▶ [WORK TO COMPLETE]:
Write out the records below once more, exactly as they stand.

───── MATERIAL TO PROCESS ─────

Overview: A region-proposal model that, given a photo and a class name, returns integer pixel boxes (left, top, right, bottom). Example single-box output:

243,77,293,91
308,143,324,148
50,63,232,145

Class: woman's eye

─────

▶ [SOLUTION FOR THIS TASK]:
Overview: A region-proposal model that, given a photo and a class name, returns integer pixel boxes (left, top, right, bottom). Example single-box output:

243,77,293,91
308,143,324,148
50,63,232,145

Class: woman's eye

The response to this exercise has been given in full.